▸ Consegna
Spiega, in base all'articolo su Wilma Rudolph, perché nessuno poteva immaginare che sarebbe diventata un'icona della libertà.

▸ Estratto della pagina
★ ★ ★

Stampelle dolori e libertà: Wilma Rudolph, la Gazzella nera di Roma 1960

Guarita dalla poliomielite che da bambina le aveva piegato la gamba sinistra, fu la donna più veloce del mondo e, più ancora, simbolo di riscatto per la comunità afroamericana
November 12, 2025
Stampelle dolori e libertà: Wilma Rudolph, la Gazzella nera di Roma 1960
Livio Berruti e Wilma Rudolph ai Giochi Olimpici di Roma nel 1960 /Ansa
Ci sono amori che non accadono mai, eppure restano incisi nella memoria del mondo, come fossero durati tutta una vita. Wilma Rudolph e Livio Berruti non si sono mai amati davvero, almeno non nel modo in cui si raccontano le storie d’amore, ma per chi li ha visti correre sotto il sole di Roma, in quell’estate del 1960, è come se lo avessero fatto. Lei, la “Gazzella nera” del Tennessee, figlia con ventuno fratelli e sorelle di una famiglia poverissima, guarita per miracolo dalla poliomielite che da bambina le aveva piegato la gamba sinistra. Lui, il ragazzo elegante con gli occhiali scuri, nato a Torino e cresciuto tra i libri, che, in quello stesso Stadio Olimpico, divenne il primo bianco a vincere i 200 metri ai Giochi Olimpici. Wilma vinse tre ori, 100, 200 e staffetta 4x100, e regalò al mondo un sorriso che ancora oggi illumina un’epoca. Nessuno poteva immaginare che quella donna, la cui infanzia era stata un inferno di stampelle e dolori, sarebbe diventata un’icona della libertà. Roma 1960 fu anche questo: il sogno del corpo che vince sulla paura. Le immagini in bianco e nero mostrano Wilma e Livio seduti vicini, sorridenti, o che si tengono per mano. Si racconta che Cassius Clay, non ancora Muhammad Ali, avesse scherzato con il nostro Berruti: «Non provarci con Wilma, fratello». E Livio, con la sua grazia timida e un po’ torinese, fece un passo indietro. Wilma aveva imparato presto che la corsa era l’unico modo per non fermarsi a guardare il dolore. La poliomielite l’aveva colpita a quattro anni: i medici dissero che non avrebbe più camminato. Sua madre, invece, si rifiutò di credere a quella condanna. Ogni giorno, per anni, le massaggiò la gamba, la portò in ospedale, le insegnò la pazienza.

★ ★ ★

▸ Righe estratte
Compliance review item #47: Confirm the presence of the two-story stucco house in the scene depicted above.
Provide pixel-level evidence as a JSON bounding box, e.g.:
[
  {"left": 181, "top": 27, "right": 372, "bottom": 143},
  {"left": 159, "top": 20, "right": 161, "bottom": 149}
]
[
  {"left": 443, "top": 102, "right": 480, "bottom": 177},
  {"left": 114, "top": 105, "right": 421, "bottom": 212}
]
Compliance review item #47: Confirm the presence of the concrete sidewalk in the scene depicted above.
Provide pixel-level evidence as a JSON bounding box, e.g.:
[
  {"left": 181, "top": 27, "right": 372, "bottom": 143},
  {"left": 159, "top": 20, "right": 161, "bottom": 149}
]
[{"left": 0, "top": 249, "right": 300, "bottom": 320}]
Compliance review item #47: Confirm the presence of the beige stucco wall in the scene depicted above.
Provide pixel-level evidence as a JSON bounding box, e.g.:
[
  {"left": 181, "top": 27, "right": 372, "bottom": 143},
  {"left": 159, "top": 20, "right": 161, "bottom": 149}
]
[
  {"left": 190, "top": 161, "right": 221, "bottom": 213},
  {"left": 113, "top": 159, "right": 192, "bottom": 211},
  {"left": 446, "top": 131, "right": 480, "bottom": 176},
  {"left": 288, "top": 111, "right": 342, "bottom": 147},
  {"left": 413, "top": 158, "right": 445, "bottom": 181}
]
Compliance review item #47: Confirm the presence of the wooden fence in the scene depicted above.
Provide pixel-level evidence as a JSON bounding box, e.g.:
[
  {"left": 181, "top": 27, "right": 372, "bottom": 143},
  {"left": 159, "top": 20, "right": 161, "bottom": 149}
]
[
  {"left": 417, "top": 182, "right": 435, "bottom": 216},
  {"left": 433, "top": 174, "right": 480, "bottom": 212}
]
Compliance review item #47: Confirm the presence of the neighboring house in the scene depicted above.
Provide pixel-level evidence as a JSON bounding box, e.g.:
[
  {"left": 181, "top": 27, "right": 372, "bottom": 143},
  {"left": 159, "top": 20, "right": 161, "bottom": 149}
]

★ ★ ★

▸ Risposta all'esercizio
La sua infanzia era stata un inferno di stampelle e dolori. La poliomielite l'aveva colpita a quattro anni piegandole la gamba sinistra, e i medici avevano detto che non avrebbe più camminato.